WHAT TO DO: Retype everything from the start of the records down to the line containing "left=19, top=8, right=41, bottom=17", with both ends included.

Detection records:
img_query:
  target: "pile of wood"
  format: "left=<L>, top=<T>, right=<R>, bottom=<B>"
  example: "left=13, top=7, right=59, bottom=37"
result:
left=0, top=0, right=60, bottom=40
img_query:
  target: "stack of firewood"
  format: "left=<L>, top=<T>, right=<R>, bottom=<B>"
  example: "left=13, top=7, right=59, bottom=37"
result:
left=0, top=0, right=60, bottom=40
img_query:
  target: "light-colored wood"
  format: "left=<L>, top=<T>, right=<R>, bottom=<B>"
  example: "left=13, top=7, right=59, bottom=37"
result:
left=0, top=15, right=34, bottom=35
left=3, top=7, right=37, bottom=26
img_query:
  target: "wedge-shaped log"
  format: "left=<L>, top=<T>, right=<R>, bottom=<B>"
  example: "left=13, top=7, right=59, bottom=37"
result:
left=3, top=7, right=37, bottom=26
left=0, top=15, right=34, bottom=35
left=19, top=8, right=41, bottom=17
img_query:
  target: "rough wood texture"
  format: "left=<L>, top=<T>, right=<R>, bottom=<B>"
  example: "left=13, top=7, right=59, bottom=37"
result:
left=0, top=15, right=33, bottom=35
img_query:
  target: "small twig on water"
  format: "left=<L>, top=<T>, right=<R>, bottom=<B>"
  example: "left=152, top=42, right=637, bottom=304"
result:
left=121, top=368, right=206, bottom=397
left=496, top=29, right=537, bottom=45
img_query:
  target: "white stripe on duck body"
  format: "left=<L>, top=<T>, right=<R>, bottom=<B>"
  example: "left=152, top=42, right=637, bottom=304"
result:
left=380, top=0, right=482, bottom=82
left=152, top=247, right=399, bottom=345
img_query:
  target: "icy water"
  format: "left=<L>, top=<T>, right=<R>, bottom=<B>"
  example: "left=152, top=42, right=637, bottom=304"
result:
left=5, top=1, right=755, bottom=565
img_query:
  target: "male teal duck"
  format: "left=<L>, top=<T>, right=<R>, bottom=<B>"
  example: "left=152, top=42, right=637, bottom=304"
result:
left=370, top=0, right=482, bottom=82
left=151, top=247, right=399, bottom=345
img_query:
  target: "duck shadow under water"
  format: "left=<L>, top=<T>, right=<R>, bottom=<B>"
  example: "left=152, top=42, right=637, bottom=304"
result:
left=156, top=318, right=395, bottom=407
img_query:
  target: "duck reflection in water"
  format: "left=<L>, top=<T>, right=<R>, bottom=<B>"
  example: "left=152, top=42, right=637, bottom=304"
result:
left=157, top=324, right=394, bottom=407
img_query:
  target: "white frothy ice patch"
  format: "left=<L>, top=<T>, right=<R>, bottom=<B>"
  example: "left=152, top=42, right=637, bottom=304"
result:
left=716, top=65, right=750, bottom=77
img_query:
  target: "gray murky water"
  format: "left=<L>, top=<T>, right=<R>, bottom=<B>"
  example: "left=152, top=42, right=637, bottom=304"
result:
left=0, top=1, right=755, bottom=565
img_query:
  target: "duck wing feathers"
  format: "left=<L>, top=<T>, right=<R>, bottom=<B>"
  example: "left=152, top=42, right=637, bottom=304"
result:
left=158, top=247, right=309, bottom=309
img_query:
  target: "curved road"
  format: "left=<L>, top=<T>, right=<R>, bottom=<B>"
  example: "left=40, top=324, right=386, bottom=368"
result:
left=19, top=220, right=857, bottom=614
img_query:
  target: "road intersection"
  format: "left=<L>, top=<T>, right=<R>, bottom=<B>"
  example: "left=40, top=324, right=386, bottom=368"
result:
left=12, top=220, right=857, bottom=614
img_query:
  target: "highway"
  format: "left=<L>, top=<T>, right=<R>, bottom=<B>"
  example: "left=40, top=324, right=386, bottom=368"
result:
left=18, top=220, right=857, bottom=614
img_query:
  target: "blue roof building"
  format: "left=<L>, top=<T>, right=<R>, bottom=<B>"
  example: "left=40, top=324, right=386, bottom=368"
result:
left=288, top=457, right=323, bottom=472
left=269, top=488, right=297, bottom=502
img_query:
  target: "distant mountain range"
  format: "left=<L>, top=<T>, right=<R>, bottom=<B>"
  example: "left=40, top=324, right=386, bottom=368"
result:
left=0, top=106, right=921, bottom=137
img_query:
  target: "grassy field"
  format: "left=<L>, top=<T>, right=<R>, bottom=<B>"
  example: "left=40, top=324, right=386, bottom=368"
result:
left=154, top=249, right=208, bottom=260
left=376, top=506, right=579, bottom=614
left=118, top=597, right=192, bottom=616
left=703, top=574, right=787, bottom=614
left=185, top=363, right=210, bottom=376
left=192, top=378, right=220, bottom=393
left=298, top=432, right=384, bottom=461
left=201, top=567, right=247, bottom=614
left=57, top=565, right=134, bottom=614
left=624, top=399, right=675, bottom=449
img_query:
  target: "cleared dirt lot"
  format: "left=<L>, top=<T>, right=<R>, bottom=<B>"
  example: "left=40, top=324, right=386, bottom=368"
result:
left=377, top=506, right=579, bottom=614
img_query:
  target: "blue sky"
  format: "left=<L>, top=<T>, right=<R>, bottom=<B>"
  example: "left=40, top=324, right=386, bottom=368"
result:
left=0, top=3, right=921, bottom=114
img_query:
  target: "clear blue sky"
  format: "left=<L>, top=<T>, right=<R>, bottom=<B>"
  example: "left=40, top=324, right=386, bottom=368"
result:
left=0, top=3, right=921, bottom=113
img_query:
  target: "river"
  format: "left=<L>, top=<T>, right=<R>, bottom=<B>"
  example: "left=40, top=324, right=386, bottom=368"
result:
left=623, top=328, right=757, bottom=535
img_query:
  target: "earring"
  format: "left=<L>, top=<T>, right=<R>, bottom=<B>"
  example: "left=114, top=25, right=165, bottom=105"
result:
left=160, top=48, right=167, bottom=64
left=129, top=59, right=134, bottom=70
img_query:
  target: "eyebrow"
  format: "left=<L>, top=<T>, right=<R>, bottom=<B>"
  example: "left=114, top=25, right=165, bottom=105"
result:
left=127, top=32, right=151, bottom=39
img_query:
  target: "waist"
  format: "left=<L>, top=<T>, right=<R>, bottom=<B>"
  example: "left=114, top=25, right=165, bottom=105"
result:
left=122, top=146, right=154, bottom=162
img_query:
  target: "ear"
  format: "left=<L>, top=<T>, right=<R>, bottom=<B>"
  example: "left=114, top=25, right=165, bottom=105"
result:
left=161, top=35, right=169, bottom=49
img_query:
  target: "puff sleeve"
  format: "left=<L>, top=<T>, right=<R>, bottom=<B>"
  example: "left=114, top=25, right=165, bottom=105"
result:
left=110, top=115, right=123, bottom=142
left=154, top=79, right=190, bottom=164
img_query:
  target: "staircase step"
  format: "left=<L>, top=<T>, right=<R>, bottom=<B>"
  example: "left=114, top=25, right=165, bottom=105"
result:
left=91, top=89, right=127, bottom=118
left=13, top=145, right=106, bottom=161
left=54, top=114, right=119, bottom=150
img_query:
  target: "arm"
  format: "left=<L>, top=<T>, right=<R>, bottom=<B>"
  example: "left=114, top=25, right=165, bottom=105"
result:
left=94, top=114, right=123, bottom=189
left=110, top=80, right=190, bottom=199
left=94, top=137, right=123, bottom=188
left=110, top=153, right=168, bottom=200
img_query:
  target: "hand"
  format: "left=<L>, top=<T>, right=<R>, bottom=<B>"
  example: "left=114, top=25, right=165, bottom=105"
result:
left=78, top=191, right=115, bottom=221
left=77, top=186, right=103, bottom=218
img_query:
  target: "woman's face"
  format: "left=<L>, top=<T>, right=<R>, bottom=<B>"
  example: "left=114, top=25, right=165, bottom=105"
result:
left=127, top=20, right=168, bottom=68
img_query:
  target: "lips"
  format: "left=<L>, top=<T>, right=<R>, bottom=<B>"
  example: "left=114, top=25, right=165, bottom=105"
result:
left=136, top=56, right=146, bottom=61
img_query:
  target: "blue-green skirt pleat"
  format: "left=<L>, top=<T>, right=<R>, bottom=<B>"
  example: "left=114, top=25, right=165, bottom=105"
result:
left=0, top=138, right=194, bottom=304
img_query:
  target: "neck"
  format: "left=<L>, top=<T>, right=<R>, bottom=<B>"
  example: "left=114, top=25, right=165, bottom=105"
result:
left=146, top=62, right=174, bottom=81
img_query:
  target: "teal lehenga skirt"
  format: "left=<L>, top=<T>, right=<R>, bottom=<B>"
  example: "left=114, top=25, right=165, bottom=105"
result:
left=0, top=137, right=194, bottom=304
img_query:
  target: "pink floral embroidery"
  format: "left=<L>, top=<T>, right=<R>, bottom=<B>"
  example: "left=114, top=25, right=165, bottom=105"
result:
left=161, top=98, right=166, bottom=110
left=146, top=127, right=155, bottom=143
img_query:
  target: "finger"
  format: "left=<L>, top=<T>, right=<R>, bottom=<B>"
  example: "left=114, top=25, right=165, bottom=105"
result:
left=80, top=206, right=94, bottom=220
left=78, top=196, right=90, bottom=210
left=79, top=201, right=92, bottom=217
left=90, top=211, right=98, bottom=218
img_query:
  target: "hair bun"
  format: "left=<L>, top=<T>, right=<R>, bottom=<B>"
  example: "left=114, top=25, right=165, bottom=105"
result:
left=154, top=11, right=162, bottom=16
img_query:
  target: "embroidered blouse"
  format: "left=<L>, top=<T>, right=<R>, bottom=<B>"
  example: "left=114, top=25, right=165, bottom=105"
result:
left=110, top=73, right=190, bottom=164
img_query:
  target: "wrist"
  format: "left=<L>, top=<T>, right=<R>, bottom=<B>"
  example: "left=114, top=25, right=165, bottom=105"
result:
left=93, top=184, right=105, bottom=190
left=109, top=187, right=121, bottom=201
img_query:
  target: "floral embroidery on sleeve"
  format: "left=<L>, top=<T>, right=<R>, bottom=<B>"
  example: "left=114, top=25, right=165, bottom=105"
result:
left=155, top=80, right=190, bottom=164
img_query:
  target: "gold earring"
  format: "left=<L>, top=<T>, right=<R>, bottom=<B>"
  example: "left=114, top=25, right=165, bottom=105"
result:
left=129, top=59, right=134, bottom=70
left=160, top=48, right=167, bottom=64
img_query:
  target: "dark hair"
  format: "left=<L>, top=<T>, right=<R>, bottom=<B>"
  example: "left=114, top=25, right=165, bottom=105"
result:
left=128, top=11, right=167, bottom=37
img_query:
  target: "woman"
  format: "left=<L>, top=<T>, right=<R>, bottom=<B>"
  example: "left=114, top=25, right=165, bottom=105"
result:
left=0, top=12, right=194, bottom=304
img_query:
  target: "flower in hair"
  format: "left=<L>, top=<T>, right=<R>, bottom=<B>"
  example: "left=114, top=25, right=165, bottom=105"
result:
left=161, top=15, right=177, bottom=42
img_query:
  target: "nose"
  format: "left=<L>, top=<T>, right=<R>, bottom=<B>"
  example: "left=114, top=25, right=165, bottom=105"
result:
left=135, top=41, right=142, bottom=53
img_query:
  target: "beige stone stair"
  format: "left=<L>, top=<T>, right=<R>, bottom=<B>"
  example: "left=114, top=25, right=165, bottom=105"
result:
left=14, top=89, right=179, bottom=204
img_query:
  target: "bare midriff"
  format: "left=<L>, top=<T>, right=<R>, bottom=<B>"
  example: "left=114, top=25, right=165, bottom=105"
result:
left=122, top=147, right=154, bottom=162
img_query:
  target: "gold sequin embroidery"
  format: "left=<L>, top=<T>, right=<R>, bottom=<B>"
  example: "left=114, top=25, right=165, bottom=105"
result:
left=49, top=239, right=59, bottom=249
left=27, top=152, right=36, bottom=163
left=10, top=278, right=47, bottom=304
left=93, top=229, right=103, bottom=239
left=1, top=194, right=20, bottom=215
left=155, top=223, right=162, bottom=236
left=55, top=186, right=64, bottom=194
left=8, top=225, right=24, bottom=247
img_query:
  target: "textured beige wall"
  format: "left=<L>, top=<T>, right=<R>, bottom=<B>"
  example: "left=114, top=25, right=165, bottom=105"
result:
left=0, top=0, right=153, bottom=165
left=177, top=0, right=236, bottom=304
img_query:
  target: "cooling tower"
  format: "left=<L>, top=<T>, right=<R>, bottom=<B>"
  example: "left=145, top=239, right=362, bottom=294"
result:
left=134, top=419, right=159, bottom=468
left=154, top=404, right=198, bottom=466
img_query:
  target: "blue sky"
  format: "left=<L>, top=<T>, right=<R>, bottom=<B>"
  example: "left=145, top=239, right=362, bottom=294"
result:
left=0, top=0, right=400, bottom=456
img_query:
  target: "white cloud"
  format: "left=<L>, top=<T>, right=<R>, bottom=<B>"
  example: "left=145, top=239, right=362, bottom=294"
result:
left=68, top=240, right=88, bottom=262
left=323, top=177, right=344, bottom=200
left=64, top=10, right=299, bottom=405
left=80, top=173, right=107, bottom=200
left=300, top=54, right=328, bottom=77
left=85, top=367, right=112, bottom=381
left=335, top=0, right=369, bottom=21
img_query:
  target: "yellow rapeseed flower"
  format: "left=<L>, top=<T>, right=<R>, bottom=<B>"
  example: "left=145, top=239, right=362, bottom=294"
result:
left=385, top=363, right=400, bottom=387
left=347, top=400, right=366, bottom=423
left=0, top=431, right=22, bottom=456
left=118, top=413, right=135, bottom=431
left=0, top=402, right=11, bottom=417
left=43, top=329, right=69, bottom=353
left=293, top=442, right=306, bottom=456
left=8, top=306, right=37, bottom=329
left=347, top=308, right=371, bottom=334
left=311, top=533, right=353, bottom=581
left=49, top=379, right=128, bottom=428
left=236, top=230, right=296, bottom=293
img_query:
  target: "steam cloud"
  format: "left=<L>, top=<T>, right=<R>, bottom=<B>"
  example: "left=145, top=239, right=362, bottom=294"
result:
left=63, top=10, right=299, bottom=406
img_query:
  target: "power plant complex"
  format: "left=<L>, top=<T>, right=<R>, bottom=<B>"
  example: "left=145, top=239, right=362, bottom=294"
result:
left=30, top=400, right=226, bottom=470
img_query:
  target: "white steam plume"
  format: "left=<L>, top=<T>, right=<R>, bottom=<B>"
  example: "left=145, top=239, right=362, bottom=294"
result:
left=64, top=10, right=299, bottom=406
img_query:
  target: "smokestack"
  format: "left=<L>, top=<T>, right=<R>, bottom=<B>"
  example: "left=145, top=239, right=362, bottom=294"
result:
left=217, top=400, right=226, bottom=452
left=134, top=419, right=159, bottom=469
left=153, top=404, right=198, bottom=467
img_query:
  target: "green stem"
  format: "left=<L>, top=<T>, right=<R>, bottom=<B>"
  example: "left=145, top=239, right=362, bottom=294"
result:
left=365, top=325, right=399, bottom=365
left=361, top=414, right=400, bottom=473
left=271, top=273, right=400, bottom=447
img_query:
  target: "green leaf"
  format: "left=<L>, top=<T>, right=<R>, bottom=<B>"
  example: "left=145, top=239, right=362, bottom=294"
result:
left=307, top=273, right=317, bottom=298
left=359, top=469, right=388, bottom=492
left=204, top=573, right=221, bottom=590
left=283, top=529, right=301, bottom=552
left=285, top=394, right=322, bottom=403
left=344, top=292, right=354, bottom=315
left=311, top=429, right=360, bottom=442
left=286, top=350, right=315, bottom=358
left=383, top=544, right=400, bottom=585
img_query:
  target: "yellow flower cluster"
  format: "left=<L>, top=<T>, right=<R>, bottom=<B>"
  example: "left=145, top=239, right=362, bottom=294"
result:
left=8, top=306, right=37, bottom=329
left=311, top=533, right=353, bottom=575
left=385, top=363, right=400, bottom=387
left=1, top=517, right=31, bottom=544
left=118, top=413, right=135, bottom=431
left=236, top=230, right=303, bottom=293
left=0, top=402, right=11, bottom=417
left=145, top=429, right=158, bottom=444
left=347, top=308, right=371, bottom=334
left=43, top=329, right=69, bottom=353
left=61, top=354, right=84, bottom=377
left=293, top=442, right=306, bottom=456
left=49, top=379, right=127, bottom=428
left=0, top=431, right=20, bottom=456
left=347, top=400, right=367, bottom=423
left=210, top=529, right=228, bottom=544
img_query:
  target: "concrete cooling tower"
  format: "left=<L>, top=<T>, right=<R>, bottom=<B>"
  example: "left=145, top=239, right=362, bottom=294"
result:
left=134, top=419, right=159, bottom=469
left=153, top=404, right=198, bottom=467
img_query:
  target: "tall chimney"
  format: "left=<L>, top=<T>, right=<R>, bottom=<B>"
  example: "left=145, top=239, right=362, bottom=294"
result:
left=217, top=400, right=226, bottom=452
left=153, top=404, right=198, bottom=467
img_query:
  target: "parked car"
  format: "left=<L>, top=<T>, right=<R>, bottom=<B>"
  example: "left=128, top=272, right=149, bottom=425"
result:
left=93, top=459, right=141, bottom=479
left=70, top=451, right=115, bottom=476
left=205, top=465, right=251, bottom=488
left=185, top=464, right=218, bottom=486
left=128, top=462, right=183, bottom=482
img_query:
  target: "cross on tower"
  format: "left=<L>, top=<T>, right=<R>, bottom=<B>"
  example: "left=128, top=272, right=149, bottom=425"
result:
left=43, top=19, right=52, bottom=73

EXERCISE OUTPUT:
img_query:
  target: "pile of wood"
  format: "left=<L>, top=<T>, right=<R>, bottom=<B>"
  example: "left=13, top=7, right=59, bottom=37"
result:
left=0, top=0, right=60, bottom=40
img_query:
  target: "stack of firewood"
  format: "left=<L>, top=<T>, right=<R>, bottom=<B>"
  example: "left=13, top=7, right=59, bottom=37"
result:
left=0, top=0, right=60, bottom=40
img_query:
  target: "light-colored wood"
  format: "left=<L>, top=<T>, right=<R>, bottom=<B>"
  example: "left=13, top=7, right=59, bottom=37"
result:
left=0, top=15, right=34, bottom=35
left=3, top=7, right=37, bottom=26
img_query:
  target: "wedge-shaped log"
  format: "left=<L>, top=<T>, right=<R>, bottom=<B>"
  example: "left=13, top=7, right=59, bottom=37"
result:
left=3, top=7, right=37, bottom=26
left=0, top=15, right=34, bottom=35
left=19, top=8, right=41, bottom=17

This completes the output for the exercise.